BEGIN TEXT BLOCK

Global control of hepatitis B virus: does treatment-induced antigenic change affect immunization?
C John Clements, Ben Coghlan, Mick Creati, Stephen Locarnini, Richard S Tedder & Joseph Torresi
Since its widespread introduction, the hepatitis B vaccine has become an essential part of infant immunization programmes globally. The vaccine has been particularly important for countries where the incidence of hepatitis B virus-related hepatocellular carcinoma is high. Effective treatment options for individuals with chronic hepatitis B infection were limited until 1998 when lamivudine, the first nucleoside analogue drug, was introduced. As a single treatment agent, however, lamivudine has a significant drawback: it induces lamivudine-resistant hepatitis B virus strains that may pose a risk to the global hepatitis B immunization programme. Mutations associated with drug treatment can cause changes to the surface antigen protein, the precise part of the virus that the hepatitis B vaccine mimics. However, the emergence of antiviral drug-associated potential vaccine escape mutants (ADAP-VEMs) in treated patients does not necessarily pose a significant, imminent threat to the global hepatitis B immunization programme. Nonetheless, there is already evidence that current treatment regimens have resulted in the selection of stable ADAP-VEMs. Treatment is currently intended to prevent the long-term complications of hepatitis B virus infection, with little consideration given to potential adverse public health impacts. To address individual and public health concerns, trials are urgently needed to find the optimal combination of existing drugs that are effective but do not induce the emergence of ADAP-VEMs. This paper examines the mechanism of antiviral drug-selected changes in the portion of the viral genome that also affects the surface antigen, and explores their potential impact on current hepatitis B immunization programmes.

END TEXT BLOCK
BEGIN EXTRACTED INFORMATION

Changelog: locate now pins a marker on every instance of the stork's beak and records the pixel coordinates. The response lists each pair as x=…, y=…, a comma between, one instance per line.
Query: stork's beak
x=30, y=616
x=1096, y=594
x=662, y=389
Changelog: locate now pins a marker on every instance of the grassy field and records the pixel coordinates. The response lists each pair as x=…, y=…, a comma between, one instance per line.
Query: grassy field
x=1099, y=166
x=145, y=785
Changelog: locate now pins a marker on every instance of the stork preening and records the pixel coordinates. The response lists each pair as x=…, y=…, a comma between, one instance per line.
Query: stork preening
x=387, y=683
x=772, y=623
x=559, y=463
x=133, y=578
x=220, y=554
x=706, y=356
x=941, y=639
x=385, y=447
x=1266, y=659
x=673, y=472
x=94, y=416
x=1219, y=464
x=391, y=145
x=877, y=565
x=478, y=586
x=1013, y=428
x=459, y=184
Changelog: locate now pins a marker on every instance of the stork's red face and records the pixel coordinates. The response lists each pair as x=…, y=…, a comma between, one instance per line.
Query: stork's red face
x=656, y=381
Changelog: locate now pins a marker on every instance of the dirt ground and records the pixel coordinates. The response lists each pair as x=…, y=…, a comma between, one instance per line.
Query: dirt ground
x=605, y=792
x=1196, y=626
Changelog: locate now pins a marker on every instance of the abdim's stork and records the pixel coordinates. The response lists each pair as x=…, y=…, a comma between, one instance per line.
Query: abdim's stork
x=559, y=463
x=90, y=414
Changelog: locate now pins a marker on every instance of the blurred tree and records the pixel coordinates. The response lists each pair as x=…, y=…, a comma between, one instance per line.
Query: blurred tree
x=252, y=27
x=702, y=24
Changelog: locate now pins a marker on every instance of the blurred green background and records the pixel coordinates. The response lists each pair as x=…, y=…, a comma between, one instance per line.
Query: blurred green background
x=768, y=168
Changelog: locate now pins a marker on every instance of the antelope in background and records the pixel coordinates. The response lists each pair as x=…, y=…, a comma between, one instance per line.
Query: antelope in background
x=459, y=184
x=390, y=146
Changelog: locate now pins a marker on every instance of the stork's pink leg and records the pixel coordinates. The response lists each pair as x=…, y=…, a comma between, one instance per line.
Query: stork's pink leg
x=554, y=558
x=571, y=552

END EXTRACTED INFORMATION

WHAT YOU HAVE TO DO: Decide whether each statement agrees with the hepatitis B text above, answering yes or no and quoting the deciding words from the text: (a) Lamivudine was introduced in 1998. (b) The emergence of ADAP-VEMs in treated patients is described as a significant, imminent threat to the global hepatitis B immunization programme. (c) The hepatitis B vaccine mimics the surface antigen protein of the virus.

RESULT FOR THIS TASK:
(a) Yes: "until 1998 when lamivudine, the first nucleoside analogue drug, was introduced"
(b) No: "does not necessarily pose a significant, imminent threat to the global hepatitis B immunization programme"
(c) Yes: "the surface antigen protein, the precise part of the virus that the hepatitis B vaccine mimics"